S’agissant du Parlement, je retiens particulièrement la possibilité de discuter du texte directement issu des travaux de la commission. Mais les nouveaux pouvoirs accordés au Parlement ne valent que s’il y a un véritable rééquilibrage des pouvoirs. Y est-on parvenu ? C’est une question fondamentale.

D’un certain point de vue, des limitations ont été apportées aux pouvoirs du Président, notamment en matière de nomination, pour aboutir à une sorte d’exécutif tempéré. Le Parlement a des droits nouveaux comme le droit de résolution – nous aurions aimé qu’il soit plus clairement défini mais c’est un premier pas. En outre, les ordonnances devront être ratifiées de façon expresse.

Mais là n’est pas l’essentiel. Un Parlement fort est un Parlement plus représentatif, comme cela a été très clairement indiqué dans l’exposé des motifs du projet de loi constitutionnelle. Au terme de longues discussions, nous avons fait adopter un amendement qui prévoit que la loi garantit l’expression du pluralisme.

M. Jean Arthuis. Très bien !

M. Michel Mercier. C’est une vraie question et je voudrais affirmer ici que cela ne signifie pas que nous demandons – nous ne l’avons jamais fait et nous ne le ferons jamais – un scrutin proportionnel intégral, qui est le scrutin des causes perdues. Nous l’avons bien vu la dernière fois que notre pays y a eu recours. Nous demandons un scrutin mixte, qui permette au fait majoritaire de s’exprimer et qui corrige les effets du scrutin majoritaire par une dose de proportionnelle. C’est la condition même pour avoir un Parlement qui soit suffisamment représentatif et fort pour que les pouvoirs de l’exécutif et ceux du législatif s’équilibrent.

Nous estimons que ce texte comporte des garanties. Elles demandent à être affinées et je suis sensible au fait qu’un grand nombre des membres de notre groupe acceptent d’apporter leur concours à cette réforme fondamentale de notre Constitution. Nous considérons qu’une fois la révision constitutionnelle votée, elle n’appartient plus à ceux qui en ont décidé mais à ceux qui la font vivre, aux Françaises et aux Français : parlementaires et citoyens auront des occasions de rendre leur République plus démocratique.

Certains membres de notre groupe, davantage sensibles au contexte qu’au texte lui-même, ont décidé de ne pas voter en faveur de ce projet de loi constitutionnelle. Nous avons respecté leur choix, car c’est aussi notre philosophie. Pour notre part, nous souhaitons que ce texte, en devenant une partie de notre Constitution, permette une République plus démocratique. (Applaudissements sur de nombreux bancs.)

M. le président. La parole est à M. Guy Fischer, pour le groupe communiste, républicain et citoyen du Sénat.

M. Guy Fischer. Mesdames, messieurs les parlementaires, si vous votez cette révision constitutionnelle, vous vous retrouverez ici même, dès le premier jour de la session, pour écouter le discours du Président de la République vous indiquant, sous le feu des caméras, votre feuille de route.

+ + + +

- NATURE DE LA TÂCHE:
Dans l'extrait sur la révision constitutionnelle, quel mode de scrutin M. Michel Mercier dit-il que son groupe demande ?

- CONTENU DES DONNÉES:
+ + + +

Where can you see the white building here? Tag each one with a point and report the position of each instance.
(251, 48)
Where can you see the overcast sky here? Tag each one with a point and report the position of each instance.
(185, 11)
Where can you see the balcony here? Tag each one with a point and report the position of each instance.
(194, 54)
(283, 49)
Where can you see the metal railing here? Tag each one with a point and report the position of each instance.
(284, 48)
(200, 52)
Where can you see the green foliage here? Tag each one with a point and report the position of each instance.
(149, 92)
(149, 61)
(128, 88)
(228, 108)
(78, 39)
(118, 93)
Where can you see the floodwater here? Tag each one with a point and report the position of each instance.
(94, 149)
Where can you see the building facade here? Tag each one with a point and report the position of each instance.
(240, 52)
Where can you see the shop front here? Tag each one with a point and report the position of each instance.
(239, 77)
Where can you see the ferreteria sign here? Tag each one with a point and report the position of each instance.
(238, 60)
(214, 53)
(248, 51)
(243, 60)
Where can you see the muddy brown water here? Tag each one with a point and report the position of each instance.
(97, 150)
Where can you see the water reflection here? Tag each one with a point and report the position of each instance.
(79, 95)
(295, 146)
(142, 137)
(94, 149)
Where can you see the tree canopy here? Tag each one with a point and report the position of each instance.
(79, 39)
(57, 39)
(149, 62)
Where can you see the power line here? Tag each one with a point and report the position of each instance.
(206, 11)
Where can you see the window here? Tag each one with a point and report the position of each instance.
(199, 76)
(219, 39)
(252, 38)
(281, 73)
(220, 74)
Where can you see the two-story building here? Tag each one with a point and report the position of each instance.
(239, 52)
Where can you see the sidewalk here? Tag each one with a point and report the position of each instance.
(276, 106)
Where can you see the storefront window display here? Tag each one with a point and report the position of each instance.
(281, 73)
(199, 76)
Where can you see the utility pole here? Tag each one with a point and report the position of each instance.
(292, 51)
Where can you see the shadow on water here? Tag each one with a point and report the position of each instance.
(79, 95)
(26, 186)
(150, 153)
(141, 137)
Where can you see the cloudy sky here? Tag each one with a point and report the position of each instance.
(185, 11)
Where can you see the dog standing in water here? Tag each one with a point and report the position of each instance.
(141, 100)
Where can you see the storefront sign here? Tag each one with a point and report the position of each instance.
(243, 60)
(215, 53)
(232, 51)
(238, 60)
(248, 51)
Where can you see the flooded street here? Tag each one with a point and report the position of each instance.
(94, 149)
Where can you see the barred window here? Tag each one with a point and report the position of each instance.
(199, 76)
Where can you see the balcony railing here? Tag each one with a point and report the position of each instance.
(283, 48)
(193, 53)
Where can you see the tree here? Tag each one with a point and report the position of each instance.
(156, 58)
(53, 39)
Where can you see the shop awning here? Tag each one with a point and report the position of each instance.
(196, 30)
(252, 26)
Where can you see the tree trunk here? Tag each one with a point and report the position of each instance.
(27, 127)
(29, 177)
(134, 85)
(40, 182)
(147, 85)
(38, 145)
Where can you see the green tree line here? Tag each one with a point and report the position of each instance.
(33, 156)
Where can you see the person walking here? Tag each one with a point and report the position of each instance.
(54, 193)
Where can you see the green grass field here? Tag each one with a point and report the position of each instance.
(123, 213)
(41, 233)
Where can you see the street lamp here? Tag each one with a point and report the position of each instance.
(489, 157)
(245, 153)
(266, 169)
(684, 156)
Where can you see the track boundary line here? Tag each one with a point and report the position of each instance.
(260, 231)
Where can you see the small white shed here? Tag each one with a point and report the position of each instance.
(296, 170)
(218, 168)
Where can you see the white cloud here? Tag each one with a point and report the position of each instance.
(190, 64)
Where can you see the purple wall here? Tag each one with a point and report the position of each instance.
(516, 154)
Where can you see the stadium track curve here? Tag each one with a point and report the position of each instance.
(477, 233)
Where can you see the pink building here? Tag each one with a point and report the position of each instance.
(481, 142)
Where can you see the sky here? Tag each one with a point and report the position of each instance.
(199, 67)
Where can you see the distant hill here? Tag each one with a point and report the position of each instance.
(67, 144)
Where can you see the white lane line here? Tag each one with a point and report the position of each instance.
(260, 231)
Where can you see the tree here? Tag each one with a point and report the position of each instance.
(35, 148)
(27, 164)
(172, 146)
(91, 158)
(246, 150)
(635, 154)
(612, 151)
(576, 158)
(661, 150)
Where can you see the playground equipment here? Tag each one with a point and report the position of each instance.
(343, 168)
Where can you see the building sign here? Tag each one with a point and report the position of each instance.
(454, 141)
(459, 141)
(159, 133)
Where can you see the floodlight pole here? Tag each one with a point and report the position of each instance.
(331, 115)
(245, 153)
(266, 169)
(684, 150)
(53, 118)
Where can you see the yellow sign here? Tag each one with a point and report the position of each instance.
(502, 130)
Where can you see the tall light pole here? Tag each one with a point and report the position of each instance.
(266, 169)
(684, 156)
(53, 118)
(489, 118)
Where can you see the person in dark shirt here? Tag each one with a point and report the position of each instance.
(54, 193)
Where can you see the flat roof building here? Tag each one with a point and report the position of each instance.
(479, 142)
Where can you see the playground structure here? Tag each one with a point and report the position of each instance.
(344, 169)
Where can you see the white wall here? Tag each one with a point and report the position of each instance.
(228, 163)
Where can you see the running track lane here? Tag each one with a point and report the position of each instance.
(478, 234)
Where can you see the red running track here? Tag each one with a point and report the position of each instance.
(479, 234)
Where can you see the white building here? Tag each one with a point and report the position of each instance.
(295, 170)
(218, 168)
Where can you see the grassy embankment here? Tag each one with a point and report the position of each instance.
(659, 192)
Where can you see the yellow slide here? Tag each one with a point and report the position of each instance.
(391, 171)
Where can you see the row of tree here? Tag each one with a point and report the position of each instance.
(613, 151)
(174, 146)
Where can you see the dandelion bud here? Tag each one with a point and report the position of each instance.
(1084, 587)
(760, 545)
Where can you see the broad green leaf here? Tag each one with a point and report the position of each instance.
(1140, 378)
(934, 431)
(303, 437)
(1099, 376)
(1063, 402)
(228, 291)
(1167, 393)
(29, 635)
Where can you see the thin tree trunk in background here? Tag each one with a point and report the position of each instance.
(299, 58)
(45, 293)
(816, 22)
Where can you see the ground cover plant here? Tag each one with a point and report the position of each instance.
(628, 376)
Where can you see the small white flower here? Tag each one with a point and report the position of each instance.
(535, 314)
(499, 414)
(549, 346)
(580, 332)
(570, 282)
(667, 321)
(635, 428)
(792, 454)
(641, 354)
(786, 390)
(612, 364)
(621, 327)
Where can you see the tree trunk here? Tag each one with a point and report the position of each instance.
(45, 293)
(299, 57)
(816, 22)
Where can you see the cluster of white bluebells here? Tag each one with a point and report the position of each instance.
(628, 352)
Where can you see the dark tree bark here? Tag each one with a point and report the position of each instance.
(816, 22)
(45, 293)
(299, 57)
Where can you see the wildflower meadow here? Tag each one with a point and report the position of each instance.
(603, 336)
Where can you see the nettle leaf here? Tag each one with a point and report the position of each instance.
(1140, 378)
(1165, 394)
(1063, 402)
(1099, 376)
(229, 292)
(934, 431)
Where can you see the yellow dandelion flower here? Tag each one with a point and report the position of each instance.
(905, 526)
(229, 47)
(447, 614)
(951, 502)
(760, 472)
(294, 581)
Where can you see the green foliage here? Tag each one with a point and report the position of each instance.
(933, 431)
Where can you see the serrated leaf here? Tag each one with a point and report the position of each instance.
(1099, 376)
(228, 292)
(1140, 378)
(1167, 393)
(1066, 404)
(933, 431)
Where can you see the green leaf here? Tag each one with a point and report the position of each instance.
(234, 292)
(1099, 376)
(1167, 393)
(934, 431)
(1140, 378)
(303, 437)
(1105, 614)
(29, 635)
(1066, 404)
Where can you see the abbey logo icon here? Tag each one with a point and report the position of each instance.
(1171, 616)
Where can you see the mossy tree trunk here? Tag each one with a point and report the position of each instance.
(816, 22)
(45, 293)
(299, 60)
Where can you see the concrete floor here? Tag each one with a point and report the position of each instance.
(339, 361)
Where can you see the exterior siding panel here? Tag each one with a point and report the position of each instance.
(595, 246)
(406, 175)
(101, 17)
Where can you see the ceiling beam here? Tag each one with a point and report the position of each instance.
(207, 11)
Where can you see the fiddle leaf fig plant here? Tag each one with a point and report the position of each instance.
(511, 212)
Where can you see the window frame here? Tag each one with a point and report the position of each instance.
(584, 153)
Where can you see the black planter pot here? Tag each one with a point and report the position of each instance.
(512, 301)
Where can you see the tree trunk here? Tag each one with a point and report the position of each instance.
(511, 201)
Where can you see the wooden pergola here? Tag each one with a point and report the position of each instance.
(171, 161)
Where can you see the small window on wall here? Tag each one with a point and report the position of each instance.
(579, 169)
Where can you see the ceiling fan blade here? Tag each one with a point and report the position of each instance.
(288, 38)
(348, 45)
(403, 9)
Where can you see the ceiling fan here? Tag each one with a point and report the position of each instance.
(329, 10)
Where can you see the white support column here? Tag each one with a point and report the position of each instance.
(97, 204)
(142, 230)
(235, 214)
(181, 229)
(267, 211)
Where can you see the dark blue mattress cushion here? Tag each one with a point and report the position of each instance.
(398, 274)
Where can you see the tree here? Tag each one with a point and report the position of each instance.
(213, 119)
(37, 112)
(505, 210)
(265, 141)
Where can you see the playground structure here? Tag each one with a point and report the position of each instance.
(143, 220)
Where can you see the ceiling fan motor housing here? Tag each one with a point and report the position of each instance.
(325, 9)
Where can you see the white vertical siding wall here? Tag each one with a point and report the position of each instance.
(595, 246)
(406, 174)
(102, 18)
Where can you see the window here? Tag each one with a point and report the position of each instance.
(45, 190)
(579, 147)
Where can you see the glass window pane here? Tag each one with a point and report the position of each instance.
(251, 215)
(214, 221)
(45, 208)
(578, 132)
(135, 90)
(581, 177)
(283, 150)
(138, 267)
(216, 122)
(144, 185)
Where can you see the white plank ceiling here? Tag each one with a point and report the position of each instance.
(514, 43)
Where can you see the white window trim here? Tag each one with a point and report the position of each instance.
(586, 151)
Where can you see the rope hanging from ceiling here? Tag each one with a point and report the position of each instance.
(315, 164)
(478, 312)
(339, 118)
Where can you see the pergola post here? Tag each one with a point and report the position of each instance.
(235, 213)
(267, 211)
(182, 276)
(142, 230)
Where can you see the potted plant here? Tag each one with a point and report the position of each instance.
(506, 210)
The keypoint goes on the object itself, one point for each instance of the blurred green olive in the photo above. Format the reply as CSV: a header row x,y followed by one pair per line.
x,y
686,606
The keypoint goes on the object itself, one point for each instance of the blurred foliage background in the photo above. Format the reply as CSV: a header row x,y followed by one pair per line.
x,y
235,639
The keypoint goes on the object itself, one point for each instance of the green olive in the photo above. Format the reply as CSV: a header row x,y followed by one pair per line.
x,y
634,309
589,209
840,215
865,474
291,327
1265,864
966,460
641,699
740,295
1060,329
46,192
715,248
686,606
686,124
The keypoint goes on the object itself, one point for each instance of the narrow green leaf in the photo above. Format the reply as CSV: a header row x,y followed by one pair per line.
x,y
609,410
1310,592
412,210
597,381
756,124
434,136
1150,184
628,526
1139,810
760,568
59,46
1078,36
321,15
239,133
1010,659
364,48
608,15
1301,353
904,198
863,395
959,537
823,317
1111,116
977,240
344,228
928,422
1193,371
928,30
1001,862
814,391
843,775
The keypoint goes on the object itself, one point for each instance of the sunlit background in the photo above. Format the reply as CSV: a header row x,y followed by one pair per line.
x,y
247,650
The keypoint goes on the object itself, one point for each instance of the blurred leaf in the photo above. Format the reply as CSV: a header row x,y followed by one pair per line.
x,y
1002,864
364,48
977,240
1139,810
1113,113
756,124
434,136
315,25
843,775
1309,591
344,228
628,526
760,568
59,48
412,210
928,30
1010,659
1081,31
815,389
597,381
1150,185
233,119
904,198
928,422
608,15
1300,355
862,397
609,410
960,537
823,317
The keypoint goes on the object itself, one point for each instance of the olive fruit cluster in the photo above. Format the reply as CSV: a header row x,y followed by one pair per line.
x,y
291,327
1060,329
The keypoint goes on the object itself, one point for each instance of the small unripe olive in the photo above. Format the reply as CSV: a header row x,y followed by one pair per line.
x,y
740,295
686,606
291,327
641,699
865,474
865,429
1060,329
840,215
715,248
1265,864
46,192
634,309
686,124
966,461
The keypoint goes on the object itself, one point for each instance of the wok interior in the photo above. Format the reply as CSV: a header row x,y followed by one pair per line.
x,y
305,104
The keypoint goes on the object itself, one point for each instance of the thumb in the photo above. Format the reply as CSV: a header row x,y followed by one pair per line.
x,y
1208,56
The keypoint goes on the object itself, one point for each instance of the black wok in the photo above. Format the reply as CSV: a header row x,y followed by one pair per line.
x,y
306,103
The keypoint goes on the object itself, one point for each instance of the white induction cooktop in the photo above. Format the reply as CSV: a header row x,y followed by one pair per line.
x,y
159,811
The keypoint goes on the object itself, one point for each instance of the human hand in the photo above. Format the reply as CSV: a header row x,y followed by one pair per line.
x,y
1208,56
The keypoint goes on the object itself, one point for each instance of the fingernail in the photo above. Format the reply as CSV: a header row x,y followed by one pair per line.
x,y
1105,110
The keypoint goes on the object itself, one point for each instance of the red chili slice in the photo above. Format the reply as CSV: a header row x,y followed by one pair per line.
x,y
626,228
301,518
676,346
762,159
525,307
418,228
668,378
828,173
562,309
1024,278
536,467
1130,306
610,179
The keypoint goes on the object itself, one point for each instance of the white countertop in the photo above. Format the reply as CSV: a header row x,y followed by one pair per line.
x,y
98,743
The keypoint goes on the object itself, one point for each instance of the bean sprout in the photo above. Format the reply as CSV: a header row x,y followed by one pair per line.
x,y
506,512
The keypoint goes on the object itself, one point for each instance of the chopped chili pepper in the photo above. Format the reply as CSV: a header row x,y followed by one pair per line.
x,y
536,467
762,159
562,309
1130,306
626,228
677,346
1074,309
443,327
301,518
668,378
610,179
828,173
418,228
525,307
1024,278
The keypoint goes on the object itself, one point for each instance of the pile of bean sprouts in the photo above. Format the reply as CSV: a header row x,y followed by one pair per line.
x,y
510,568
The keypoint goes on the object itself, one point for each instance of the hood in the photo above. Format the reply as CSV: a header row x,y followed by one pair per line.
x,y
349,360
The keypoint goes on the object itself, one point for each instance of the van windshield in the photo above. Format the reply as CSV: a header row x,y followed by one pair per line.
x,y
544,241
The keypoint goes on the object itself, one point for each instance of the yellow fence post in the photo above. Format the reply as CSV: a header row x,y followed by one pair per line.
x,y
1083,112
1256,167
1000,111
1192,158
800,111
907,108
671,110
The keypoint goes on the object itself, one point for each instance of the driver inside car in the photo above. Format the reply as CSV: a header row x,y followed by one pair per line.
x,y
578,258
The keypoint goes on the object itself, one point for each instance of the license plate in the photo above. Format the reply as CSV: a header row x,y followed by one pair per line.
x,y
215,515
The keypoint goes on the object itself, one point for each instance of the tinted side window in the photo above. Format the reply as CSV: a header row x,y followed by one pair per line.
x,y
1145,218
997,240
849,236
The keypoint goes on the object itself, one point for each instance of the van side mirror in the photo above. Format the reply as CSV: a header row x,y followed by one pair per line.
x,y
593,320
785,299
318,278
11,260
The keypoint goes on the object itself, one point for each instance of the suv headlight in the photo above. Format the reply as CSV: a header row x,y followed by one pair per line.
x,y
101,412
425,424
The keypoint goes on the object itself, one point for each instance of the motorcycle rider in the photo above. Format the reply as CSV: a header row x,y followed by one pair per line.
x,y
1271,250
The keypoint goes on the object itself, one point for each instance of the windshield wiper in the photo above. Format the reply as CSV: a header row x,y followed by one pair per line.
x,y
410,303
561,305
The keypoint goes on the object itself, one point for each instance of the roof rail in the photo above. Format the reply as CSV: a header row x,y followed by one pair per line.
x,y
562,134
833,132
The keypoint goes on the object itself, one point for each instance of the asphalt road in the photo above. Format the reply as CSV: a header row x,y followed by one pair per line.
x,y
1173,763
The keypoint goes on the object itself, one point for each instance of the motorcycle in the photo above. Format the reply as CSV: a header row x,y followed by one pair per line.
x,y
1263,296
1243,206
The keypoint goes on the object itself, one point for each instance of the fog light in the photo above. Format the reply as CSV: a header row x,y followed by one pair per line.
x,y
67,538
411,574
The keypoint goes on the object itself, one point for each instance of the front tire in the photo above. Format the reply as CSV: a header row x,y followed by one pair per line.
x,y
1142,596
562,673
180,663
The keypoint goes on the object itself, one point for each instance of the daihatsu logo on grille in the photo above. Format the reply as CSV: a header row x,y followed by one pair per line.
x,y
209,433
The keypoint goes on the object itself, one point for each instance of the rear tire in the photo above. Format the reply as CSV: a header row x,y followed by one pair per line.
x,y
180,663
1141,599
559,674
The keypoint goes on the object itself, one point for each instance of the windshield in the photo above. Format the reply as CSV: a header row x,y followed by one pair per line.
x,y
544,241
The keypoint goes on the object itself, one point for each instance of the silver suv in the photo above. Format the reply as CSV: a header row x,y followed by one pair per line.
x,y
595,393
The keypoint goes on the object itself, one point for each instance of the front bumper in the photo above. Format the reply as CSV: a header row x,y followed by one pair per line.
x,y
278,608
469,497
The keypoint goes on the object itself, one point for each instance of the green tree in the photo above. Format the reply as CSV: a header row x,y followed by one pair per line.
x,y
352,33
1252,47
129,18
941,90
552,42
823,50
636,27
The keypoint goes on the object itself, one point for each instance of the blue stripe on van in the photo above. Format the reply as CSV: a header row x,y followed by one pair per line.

+ + + +

- RÉPONSE CI-DESSOUS:
Un scrutin mixte, qui permette au fait majoritaire de s'exprimer et qui corrige les effets du scrutin majoritaire par une dose de proportionnelle.